### Tarefa proposta a
No artigo sobre urgência popular nas proposições, em qual universidade o autor é professor de Direito e Pensamento Político?

### Texto exibido
※
Constituição e Poder

Urgência popular nas proposições aproxima Congresso e sociedade

Autor

  • Marco Aurélio Marrafon

    é advogado professor de Direito e Pensamento Político na Universidade do Estado do Rio de Janeiro (Uerj) doutor e mestre em Direito do Estado pela Universidade Federal do Paraná (UFPR) com estudos doutorais na Università degli Studi Roma Tre (Itália). É membro da Academia Brasileira de Direito Constitucional (ABDConst).

15 de setembro de 2014, 21h29

Já há algum tempo temos presenciado a crise de nossa democracia representativa. Na coluna do dia 16 de junho, procurei demonstrar como a combinação entre presidencialismo de coalização e modelo estatal típico de Bem-Estar Social promoveu forte dominação da agenda parlamentar pelo Executivo. Tudo isso no contexto de um “mundo sem limites”, marcado pelo individualismo onde regras gerais e abstratas apresentam déficits de legitimidade. Terminei propondo que era preciso rearticular as instituições da democracia representativa com mecanismos de democracia participativa, de modo a oxigenar (não negar e muito menos eliminar) a esfera política.
※
### Itens
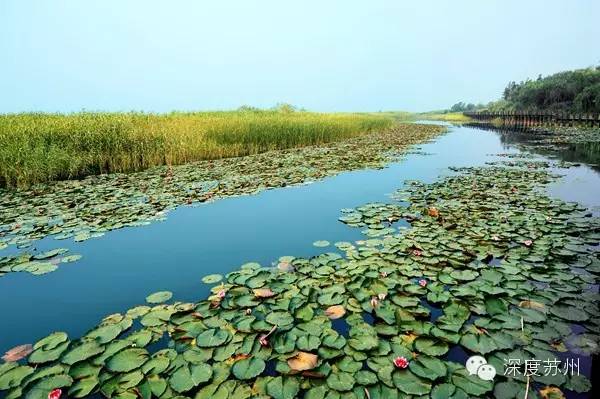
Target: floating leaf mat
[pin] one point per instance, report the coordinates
(491, 265)
(85, 209)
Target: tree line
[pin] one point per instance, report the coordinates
(576, 91)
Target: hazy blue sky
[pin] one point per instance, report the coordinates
(67, 55)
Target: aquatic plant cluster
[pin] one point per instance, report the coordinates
(491, 265)
(45, 147)
(84, 209)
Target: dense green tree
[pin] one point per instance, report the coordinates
(569, 91)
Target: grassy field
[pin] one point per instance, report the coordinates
(40, 147)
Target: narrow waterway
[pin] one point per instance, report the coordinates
(118, 270)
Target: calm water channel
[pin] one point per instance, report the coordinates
(118, 270)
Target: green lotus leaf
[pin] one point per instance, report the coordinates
(247, 369)
(70, 258)
(471, 384)
(428, 367)
(318, 392)
(509, 390)
(156, 365)
(569, 313)
(105, 334)
(578, 383)
(364, 342)
(283, 388)
(82, 352)
(341, 381)
(42, 388)
(186, 378)
(51, 341)
(443, 391)
(464, 275)
(212, 278)
(478, 343)
(83, 387)
(42, 355)
(308, 343)
(159, 297)
(409, 383)
(431, 347)
(280, 318)
(51, 253)
(127, 360)
(12, 378)
(212, 337)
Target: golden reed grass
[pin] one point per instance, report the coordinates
(40, 147)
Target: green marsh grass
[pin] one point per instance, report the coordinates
(40, 147)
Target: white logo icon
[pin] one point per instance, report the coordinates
(479, 366)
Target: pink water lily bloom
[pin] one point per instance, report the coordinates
(401, 362)
(374, 302)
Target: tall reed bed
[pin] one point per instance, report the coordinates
(39, 147)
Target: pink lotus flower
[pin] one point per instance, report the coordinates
(374, 302)
(55, 393)
(401, 362)
(264, 340)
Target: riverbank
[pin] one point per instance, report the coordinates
(39, 147)
(84, 209)
(483, 270)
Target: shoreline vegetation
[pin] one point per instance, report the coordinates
(87, 208)
(39, 147)
(276, 332)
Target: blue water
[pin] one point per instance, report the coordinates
※
### Tarefa proposta b
Disponha como lista JSON de strings, uma por linha e sem as linhas em branco, o trecho dos registros que começa na linha com "Target: shoreline vegetation" e segue até o fim dos registros.

### Resposta escrita a
Na Universidade do Estado do Rio de Janeiro (Uerj).

### Resposta escrita b
[
  "Target: shoreline vegetation",
  "[pin] one point per instance, report the coordinates",
  "(87, 208)",
  "(39, 147)",
  "(276, 332)",
  "Target: blue water",
  "[pin] one point per instance, report the coordinates"
]